• Set task
Set down the listing below verbatim, from its first line through the line that contains "<point>336,203</point>", including that line. Leave the pictures out of your copy.

• Entries supplied
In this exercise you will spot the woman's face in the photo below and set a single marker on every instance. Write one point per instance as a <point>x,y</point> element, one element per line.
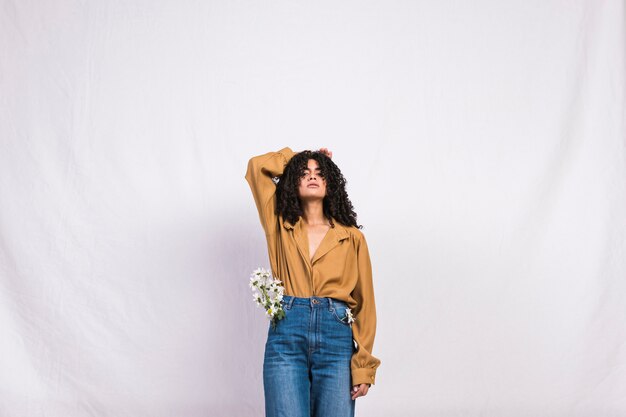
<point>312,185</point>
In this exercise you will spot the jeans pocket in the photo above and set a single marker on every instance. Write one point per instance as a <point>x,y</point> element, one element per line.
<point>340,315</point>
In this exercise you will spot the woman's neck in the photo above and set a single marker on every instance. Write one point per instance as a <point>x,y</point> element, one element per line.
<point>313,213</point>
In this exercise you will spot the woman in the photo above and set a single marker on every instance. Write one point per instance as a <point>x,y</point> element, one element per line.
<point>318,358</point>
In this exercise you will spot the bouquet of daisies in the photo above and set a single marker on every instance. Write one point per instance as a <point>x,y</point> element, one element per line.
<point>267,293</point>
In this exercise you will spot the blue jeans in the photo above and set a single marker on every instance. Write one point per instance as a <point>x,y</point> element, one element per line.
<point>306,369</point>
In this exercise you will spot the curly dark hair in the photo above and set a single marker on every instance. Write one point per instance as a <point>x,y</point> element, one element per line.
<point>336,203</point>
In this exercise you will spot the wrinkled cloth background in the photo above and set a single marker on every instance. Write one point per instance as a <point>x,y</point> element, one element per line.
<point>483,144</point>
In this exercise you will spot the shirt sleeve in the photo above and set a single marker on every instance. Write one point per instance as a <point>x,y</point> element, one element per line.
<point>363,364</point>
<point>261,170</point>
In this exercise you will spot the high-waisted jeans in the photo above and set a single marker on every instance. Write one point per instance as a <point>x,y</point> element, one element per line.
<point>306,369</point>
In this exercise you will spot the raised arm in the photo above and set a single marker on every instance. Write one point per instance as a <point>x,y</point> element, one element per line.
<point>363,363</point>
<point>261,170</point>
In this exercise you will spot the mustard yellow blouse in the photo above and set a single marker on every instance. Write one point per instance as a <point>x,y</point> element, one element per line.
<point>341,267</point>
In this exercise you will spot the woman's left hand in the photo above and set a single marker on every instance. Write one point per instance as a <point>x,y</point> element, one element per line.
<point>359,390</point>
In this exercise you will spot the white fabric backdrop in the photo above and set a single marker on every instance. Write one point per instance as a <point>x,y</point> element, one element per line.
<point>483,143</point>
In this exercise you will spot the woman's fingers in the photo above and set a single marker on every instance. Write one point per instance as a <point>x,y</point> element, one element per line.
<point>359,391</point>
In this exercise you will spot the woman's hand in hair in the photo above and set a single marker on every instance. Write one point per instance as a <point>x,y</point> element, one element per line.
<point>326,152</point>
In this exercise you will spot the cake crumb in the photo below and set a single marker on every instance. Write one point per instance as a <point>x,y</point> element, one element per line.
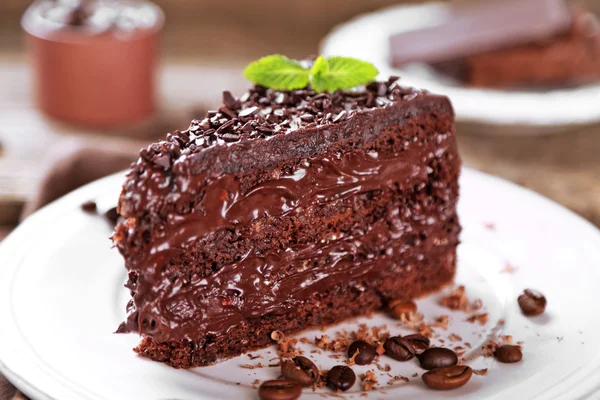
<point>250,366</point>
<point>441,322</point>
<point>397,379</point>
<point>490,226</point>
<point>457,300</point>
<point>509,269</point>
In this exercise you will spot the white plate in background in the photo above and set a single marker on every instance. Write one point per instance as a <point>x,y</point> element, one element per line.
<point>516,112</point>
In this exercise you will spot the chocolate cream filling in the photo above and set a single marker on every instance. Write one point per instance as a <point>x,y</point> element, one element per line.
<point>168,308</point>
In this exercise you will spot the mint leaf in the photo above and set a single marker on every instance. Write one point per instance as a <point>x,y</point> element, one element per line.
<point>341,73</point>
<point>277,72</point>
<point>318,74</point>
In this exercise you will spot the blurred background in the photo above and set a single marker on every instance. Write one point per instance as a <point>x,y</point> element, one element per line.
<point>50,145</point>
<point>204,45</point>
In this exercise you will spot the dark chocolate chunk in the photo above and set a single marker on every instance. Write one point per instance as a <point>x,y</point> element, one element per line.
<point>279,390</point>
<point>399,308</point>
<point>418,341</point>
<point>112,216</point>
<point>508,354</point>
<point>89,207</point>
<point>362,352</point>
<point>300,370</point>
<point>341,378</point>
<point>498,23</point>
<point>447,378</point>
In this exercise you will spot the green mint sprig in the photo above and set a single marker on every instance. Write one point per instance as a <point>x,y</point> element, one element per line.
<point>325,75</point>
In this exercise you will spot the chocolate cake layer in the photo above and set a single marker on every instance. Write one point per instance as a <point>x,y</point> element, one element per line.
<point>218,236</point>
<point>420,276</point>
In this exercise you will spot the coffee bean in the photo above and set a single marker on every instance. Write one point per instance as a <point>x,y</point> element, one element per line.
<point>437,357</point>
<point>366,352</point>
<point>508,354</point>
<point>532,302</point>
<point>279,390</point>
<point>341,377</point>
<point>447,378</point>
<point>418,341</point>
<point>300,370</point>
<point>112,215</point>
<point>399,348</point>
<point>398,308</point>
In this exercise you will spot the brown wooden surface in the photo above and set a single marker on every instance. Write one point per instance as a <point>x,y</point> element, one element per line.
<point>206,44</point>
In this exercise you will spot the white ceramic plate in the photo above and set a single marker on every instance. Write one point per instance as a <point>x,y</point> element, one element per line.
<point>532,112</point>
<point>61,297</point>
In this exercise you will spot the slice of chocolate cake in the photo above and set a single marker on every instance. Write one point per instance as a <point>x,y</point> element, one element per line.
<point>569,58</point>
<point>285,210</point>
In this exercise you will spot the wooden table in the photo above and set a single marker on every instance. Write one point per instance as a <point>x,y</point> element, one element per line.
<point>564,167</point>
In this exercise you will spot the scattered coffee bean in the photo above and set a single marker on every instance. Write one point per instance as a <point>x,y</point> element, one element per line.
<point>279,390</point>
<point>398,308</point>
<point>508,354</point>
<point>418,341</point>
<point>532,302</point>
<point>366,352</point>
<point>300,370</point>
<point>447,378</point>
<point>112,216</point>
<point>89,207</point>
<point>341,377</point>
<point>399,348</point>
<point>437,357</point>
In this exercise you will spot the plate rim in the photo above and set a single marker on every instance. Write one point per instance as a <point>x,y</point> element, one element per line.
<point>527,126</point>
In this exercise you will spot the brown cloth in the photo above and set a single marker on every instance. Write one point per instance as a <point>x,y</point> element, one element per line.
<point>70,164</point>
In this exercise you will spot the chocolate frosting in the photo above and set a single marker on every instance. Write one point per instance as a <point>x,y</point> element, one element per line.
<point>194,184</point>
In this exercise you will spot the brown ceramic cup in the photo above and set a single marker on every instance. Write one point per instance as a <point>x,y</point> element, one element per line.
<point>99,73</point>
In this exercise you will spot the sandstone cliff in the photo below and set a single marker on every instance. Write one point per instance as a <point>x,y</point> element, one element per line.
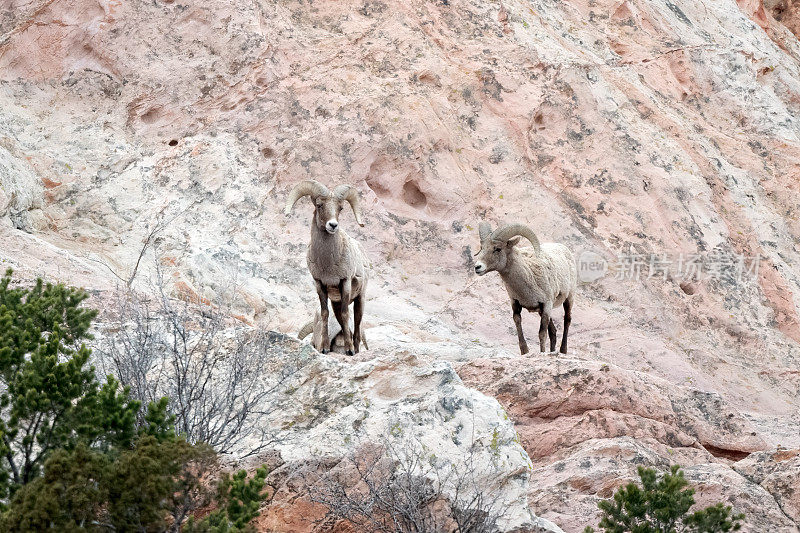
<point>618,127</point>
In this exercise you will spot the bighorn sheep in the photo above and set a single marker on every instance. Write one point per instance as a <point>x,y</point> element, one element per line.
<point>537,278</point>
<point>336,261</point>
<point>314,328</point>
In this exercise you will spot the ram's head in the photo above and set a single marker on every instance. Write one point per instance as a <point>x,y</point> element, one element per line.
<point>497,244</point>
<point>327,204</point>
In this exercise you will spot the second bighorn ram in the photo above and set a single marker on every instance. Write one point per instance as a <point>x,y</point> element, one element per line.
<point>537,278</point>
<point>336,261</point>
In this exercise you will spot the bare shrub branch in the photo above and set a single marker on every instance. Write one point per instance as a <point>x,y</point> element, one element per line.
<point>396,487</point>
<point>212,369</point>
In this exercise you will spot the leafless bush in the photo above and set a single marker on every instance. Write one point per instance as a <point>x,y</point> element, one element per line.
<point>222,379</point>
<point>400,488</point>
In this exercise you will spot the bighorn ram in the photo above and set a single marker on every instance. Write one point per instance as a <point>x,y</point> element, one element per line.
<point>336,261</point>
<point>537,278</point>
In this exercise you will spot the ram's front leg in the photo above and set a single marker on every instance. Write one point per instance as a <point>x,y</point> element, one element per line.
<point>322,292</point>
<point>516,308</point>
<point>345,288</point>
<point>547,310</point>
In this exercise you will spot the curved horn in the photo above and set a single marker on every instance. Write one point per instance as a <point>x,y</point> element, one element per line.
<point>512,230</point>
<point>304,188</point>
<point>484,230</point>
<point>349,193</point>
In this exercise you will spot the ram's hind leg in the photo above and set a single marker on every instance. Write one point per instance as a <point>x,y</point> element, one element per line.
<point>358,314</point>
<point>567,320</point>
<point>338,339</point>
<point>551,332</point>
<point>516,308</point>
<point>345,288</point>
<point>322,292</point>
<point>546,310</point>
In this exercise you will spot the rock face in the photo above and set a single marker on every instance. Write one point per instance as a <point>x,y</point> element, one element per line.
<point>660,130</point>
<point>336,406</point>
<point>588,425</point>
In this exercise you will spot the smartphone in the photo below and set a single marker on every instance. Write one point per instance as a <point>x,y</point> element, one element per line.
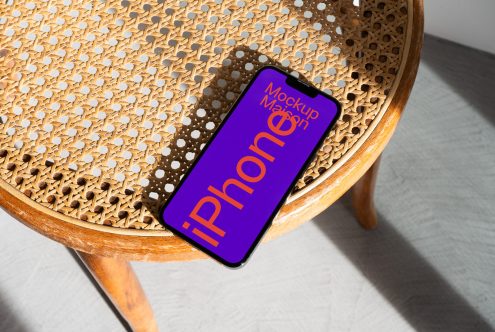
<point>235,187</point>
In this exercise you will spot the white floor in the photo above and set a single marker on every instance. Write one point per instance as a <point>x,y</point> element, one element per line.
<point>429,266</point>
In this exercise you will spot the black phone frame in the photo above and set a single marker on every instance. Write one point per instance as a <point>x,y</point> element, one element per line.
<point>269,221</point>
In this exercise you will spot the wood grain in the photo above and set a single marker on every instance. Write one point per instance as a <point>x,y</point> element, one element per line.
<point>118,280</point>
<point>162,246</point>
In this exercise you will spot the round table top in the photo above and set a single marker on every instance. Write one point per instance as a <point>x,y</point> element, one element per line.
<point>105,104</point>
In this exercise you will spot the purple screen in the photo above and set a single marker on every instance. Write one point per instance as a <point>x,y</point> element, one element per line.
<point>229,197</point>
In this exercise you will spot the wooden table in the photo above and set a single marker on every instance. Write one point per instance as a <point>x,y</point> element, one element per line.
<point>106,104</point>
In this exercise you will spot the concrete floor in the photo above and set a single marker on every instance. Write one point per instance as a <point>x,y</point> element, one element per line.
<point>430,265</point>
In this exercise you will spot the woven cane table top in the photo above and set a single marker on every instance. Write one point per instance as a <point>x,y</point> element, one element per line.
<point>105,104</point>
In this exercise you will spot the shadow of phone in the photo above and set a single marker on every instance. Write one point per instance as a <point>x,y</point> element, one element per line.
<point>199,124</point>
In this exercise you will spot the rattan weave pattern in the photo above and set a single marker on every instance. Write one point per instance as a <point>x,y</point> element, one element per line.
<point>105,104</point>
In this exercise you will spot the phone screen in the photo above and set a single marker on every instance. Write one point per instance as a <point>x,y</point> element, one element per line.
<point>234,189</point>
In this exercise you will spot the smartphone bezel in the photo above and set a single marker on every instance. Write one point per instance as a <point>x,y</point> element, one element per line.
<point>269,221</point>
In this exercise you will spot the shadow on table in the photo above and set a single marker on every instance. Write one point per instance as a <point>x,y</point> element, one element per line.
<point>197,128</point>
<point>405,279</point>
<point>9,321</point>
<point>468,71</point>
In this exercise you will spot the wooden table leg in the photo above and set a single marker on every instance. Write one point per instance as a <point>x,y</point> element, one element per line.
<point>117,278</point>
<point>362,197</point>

• Written answer
In this exercise you will spot the woman's face in the photo below and set a single marker on every instance. Write one point per instance as a <point>x,y</point> element, one element per line.
<point>312,185</point>
In this exercise you will spot the jeans pocket in the photo above and set a single marker on every instance. Write one point per instance as a <point>x,y</point> element, one element per line.
<point>340,315</point>
In this exercise you will spot the woman's neck in the photo above and set a single marker on every instance. Write one point per instance as a <point>x,y</point> element, one element per line.
<point>313,213</point>
In this exercise you will spot the woman in the photo above and set a single marker on every instance. Write one point per instance as a <point>x,y</point> element, one element per line.
<point>318,358</point>
In this exercise you will spot the bouquet of daisies in the photo above and set a single marker on every instance. Write one point per instance as a <point>x,y</point> element, one element per line.
<point>267,293</point>
In this exercise you will spot the blue jeans in the photo above and set a single marker on every instance. Write one point per instance as a <point>x,y</point> element, one element per line.
<point>306,369</point>
In this exercise you will spot the curly dark hair in the photo above and set a single marker on every instance. Write one point per instance as a <point>x,y</point> element, one element per line.
<point>336,203</point>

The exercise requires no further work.